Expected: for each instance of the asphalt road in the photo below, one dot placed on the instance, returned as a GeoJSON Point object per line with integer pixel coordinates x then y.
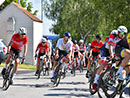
{"type": "Point", "coordinates": [27, 86]}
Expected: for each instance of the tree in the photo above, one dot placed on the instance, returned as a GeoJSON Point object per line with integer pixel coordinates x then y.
{"type": "Point", "coordinates": [23, 3]}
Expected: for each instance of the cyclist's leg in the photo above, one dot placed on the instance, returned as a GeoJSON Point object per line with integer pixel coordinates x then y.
{"type": "Point", "coordinates": [104, 53]}
{"type": "Point", "coordinates": [125, 53]}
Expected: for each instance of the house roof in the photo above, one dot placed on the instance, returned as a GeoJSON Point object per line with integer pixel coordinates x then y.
{"type": "Point", "coordinates": [27, 12]}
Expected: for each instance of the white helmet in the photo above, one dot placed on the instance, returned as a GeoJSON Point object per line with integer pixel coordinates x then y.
{"type": "Point", "coordinates": [81, 41]}
{"type": "Point", "coordinates": [114, 32]}
{"type": "Point", "coordinates": [43, 40]}
{"type": "Point", "coordinates": [22, 30]}
{"type": "Point", "coordinates": [122, 29]}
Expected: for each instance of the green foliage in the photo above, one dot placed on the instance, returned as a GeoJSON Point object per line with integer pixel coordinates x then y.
{"type": "Point", "coordinates": [85, 18]}
{"type": "Point", "coordinates": [23, 3]}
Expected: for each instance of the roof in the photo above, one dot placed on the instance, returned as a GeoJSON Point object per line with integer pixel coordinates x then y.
{"type": "Point", "coordinates": [27, 12]}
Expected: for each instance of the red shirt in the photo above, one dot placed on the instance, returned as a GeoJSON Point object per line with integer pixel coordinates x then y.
{"type": "Point", "coordinates": [94, 43]}
{"type": "Point", "coordinates": [41, 48]}
{"type": "Point", "coordinates": [18, 42]}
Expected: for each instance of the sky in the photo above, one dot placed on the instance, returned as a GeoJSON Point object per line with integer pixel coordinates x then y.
{"type": "Point", "coordinates": [47, 24]}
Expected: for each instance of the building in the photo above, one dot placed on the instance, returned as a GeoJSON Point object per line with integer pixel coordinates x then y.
{"type": "Point", "coordinates": [13, 17]}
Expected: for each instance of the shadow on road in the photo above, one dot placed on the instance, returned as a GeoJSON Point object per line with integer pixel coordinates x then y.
{"type": "Point", "coordinates": [68, 95]}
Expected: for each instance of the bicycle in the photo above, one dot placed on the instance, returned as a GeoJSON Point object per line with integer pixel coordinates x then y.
{"type": "Point", "coordinates": [7, 78]}
{"type": "Point", "coordinates": [58, 72]}
{"type": "Point", "coordinates": [43, 67]}
{"type": "Point", "coordinates": [107, 81]}
{"type": "Point", "coordinates": [92, 74]}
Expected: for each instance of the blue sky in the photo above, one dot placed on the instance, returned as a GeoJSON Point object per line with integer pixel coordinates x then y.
{"type": "Point", "coordinates": [46, 22]}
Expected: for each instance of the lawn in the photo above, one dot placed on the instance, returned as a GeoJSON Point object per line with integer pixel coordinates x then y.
{"type": "Point", "coordinates": [23, 66]}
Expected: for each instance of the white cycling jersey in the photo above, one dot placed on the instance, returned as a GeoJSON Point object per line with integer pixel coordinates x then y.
{"type": "Point", "coordinates": [62, 46]}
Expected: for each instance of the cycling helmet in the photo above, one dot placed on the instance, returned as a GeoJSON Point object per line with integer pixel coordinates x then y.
{"type": "Point", "coordinates": [2, 57]}
{"type": "Point", "coordinates": [43, 40]}
{"type": "Point", "coordinates": [114, 32]}
{"type": "Point", "coordinates": [98, 36]}
{"type": "Point", "coordinates": [122, 29]}
{"type": "Point", "coordinates": [67, 34]}
{"type": "Point", "coordinates": [45, 37]}
{"type": "Point", "coordinates": [81, 41]}
{"type": "Point", "coordinates": [75, 41]}
{"type": "Point", "coordinates": [22, 30]}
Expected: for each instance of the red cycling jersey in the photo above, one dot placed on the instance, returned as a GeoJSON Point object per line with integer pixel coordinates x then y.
{"type": "Point", "coordinates": [94, 43]}
{"type": "Point", "coordinates": [42, 49]}
{"type": "Point", "coordinates": [18, 42]}
{"type": "Point", "coordinates": [82, 47]}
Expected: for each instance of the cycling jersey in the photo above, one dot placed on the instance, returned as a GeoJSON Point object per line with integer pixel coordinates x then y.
{"type": "Point", "coordinates": [112, 40]}
{"type": "Point", "coordinates": [82, 47]}
{"type": "Point", "coordinates": [41, 48]}
{"type": "Point", "coordinates": [125, 41]}
{"type": "Point", "coordinates": [18, 42]}
{"type": "Point", "coordinates": [94, 43]}
{"type": "Point", "coordinates": [66, 47]}
{"type": "Point", "coordinates": [75, 48]}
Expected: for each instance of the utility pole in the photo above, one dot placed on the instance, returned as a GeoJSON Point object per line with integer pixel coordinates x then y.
{"type": "Point", "coordinates": [42, 5]}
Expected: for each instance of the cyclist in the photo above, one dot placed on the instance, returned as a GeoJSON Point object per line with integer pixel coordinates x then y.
{"type": "Point", "coordinates": [49, 52]}
{"type": "Point", "coordinates": [123, 50]}
{"type": "Point", "coordinates": [75, 52]}
{"type": "Point", "coordinates": [15, 45]}
{"type": "Point", "coordinates": [108, 50]}
{"type": "Point", "coordinates": [82, 50]}
{"type": "Point", "coordinates": [63, 47]}
{"type": "Point", "coordinates": [95, 47]}
{"type": "Point", "coordinates": [42, 49]}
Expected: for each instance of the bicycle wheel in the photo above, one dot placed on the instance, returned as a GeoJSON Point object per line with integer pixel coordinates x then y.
{"type": "Point", "coordinates": [8, 78]}
{"type": "Point", "coordinates": [110, 83]}
{"type": "Point", "coordinates": [40, 70]}
{"type": "Point", "coordinates": [58, 73]}
{"type": "Point", "coordinates": [92, 76]}
{"type": "Point", "coordinates": [44, 69]}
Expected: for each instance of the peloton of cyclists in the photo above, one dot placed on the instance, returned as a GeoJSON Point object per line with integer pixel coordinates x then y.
{"type": "Point", "coordinates": [42, 49]}
{"type": "Point", "coordinates": [82, 50]}
{"type": "Point", "coordinates": [108, 50]}
{"type": "Point", "coordinates": [15, 45]}
{"type": "Point", "coordinates": [63, 47]}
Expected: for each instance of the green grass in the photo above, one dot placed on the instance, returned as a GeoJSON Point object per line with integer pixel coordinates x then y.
{"type": "Point", "coordinates": [23, 66]}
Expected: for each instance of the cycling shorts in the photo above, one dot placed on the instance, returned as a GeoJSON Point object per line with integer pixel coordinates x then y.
{"type": "Point", "coordinates": [39, 55]}
{"type": "Point", "coordinates": [95, 54]}
{"type": "Point", "coordinates": [119, 50]}
{"type": "Point", "coordinates": [15, 51]}
{"type": "Point", "coordinates": [104, 53]}
{"type": "Point", "coordinates": [76, 54]}
{"type": "Point", "coordinates": [81, 52]}
{"type": "Point", "coordinates": [62, 52]}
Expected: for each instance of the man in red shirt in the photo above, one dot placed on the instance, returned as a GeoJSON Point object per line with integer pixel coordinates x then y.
{"type": "Point", "coordinates": [95, 47]}
{"type": "Point", "coordinates": [42, 49]}
{"type": "Point", "coordinates": [16, 43]}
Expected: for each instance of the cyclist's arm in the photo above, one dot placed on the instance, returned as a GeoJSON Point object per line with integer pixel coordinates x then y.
{"type": "Point", "coordinates": [111, 49]}
{"type": "Point", "coordinates": [9, 45]}
{"type": "Point", "coordinates": [25, 49]}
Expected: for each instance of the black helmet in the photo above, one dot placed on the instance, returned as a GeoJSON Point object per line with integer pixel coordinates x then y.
{"type": "Point", "coordinates": [67, 34]}
{"type": "Point", "coordinates": [75, 41]}
{"type": "Point", "coordinates": [98, 36]}
{"type": "Point", "coordinates": [2, 57]}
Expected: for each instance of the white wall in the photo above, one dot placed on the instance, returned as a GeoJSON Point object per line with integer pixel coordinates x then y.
{"type": "Point", "coordinates": [21, 20]}
{"type": "Point", "coordinates": [37, 35]}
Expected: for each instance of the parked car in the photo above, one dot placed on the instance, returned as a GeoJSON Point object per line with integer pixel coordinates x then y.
{"type": "Point", "coordinates": [3, 46]}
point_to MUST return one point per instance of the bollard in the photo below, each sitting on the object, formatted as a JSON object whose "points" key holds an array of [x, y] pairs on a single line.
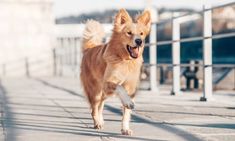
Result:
{"points": [[54, 62], [153, 52], [207, 54], [27, 67]]}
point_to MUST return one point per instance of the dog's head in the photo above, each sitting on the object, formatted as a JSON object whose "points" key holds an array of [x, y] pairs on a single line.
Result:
{"points": [[132, 33]]}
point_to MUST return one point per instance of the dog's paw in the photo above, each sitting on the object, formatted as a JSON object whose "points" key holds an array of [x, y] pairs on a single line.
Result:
{"points": [[129, 104], [126, 132], [99, 126]]}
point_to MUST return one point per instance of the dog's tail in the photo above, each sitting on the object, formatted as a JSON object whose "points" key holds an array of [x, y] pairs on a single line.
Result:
{"points": [[92, 35]]}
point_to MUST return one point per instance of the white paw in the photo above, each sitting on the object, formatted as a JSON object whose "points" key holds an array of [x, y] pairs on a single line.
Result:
{"points": [[129, 104]]}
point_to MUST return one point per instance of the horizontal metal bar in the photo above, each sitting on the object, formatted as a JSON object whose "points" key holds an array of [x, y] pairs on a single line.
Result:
{"points": [[196, 12], [191, 39], [195, 65]]}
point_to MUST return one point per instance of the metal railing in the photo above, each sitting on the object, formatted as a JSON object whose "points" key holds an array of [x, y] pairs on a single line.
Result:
{"points": [[207, 48]]}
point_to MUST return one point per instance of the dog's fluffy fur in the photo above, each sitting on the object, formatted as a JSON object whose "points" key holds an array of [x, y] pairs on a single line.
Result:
{"points": [[107, 67]]}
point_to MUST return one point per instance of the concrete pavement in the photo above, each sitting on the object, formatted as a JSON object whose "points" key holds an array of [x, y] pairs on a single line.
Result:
{"points": [[54, 109]]}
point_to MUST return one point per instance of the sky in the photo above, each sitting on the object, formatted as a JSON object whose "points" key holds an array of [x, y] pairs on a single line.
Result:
{"points": [[75, 7]]}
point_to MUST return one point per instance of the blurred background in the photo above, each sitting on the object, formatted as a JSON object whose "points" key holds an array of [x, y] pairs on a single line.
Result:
{"points": [[42, 38]]}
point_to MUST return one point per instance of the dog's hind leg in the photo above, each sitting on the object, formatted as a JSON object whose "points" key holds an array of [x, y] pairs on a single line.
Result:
{"points": [[101, 107], [125, 122]]}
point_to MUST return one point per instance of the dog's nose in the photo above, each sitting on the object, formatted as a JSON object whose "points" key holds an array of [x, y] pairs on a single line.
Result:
{"points": [[138, 42]]}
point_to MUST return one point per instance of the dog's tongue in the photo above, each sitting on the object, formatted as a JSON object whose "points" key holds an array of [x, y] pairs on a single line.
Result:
{"points": [[135, 52]]}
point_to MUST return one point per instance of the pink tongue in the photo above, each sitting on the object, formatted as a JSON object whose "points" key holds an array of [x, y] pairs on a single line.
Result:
{"points": [[135, 52]]}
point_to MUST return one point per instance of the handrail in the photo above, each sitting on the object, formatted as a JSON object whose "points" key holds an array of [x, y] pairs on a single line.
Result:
{"points": [[190, 39], [196, 12]]}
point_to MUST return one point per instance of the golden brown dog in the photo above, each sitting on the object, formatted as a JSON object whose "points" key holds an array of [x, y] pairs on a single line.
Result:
{"points": [[113, 68]]}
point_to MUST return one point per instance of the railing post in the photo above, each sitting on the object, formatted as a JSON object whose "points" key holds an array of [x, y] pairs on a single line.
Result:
{"points": [[27, 67], [54, 62], [176, 56], [234, 78], [153, 51], [207, 54]]}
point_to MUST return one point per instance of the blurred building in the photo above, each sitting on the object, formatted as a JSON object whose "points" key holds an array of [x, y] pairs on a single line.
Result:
{"points": [[26, 31]]}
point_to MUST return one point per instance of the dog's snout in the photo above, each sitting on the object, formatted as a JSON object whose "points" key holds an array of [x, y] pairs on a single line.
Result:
{"points": [[138, 42]]}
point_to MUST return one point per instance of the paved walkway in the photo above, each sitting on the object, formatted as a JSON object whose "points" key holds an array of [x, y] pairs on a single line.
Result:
{"points": [[53, 109]]}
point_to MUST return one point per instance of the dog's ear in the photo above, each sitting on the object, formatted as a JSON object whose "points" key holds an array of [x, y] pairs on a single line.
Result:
{"points": [[121, 19], [145, 19]]}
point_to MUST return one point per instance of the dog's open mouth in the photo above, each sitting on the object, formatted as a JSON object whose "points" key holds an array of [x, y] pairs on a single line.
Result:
{"points": [[133, 51]]}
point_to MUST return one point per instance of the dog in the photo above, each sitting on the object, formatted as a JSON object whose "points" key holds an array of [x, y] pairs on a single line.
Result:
{"points": [[114, 67]]}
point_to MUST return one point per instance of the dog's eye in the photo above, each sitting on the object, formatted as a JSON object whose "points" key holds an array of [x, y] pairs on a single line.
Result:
{"points": [[129, 33]]}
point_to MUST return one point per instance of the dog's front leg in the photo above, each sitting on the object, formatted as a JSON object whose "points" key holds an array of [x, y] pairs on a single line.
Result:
{"points": [[125, 122], [125, 98], [110, 88]]}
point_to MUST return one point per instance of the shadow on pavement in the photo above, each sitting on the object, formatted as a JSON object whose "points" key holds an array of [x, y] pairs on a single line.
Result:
{"points": [[167, 127]]}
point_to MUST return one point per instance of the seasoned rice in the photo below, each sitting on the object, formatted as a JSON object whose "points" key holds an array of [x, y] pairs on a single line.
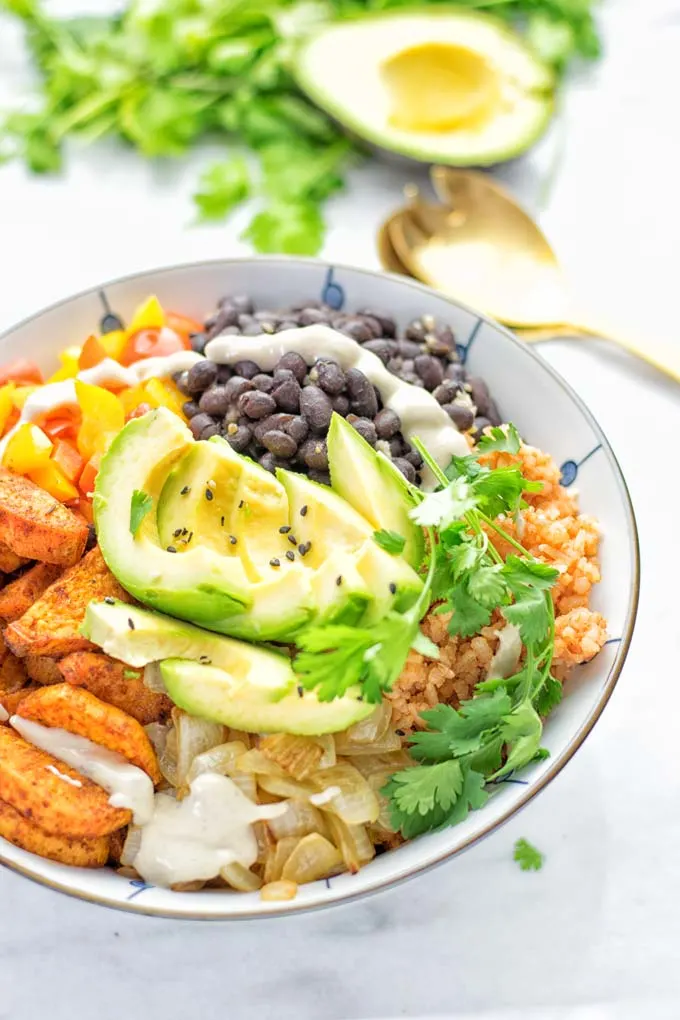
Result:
{"points": [[552, 529]]}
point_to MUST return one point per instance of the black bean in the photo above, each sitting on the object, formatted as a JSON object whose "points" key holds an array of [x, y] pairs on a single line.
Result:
{"points": [[480, 394], [191, 408], [236, 387], [199, 422], [247, 369], [429, 369], [239, 438], [480, 423], [381, 348], [256, 404], [362, 395], [357, 328], [322, 477], [198, 342], [263, 383], [294, 362], [446, 392], [200, 376], [209, 430], [286, 395], [215, 401], [316, 407], [387, 423], [461, 414], [314, 453], [310, 316], [341, 404], [330, 376], [365, 427], [240, 303], [279, 444], [273, 421], [386, 321], [297, 428], [406, 467]]}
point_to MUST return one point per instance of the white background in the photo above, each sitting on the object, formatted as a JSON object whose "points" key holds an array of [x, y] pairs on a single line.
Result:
{"points": [[596, 933]]}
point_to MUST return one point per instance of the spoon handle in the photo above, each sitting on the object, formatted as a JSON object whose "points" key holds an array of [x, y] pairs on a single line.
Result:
{"points": [[656, 352]]}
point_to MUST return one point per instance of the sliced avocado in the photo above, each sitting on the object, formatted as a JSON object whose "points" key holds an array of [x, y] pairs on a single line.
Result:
{"points": [[257, 705], [451, 87], [215, 677], [197, 583], [372, 486]]}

########################################

**Exercise aim**
Pull out every line from the one with "point_to MUST return one point per instance of the black" to the end of the listing, and output only those.

**Solution for this exercise**
point_to MUST return one point per instance of the black bean in the photo above, each sitting on the object, formatted as a JSON object whose "points" key holds an array of [x, y] pairs on a single line.
Result:
{"points": [[480, 394], [191, 408], [236, 387], [199, 422], [247, 369], [429, 369], [239, 438], [480, 423], [381, 348], [256, 404], [362, 395], [357, 328], [322, 477], [198, 342], [263, 383], [294, 362], [446, 392], [200, 376], [209, 430], [286, 395], [215, 401], [316, 407], [387, 423], [461, 414], [314, 453], [310, 316], [341, 404], [330, 376], [365, 427], [240, 303], [279, 444], [273, 421], [386, 321], [297, 428], [406, 467]]}
point_to MUST return one point per instance of the white background in the photo above, each sitting on the object, formatted as a JSON object whose "points" key holds an array of [x, y] pairs on a single line.
Result:
{"points": [[596, 933]]}
point_to MUST return one point per instance of the spoon handle in the photo above, each sitting on the object, formatted as a JSON object whose "points" key holds an array of [x, y] pairs on a single line.
Result:
{"points": [[656, 352]]}
point_to MUST return one point per instance of the sliced avocado in the photo above, each sitting on the object, formatted as a JSON object whose "points" key holds an array of [x, y] pairs on a single line.
Result:
{"points": [[257, 705], [451, 87], [215, 677], [197, 583], [372, 486]]}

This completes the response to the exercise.